# [What the task requires]
Convert every line of the items below into a JSON list of strings, one string per line, skipping blank lines and leaving the pictures out of the answer.

# [Records provided]
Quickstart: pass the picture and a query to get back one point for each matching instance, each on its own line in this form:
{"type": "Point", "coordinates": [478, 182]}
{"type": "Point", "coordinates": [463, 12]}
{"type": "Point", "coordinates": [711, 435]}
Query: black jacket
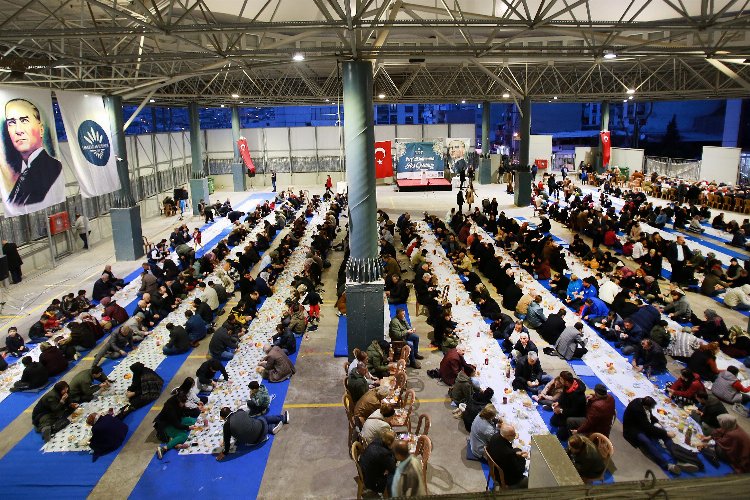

# [Solution]
[
  "Quickstart: pass the picture and a query to get back one point for each matching instance, each on its own line in this form:",
  "{\"type\": \"Point\", \"coordinates\": [478, 182]}",
  "{\"type\": \"Point\", \"coordinates\": [463, 12]}",
  "{\"type\": \"Point\", \"coordinates\": [711, 435]}",
  "Query: black jacket"
]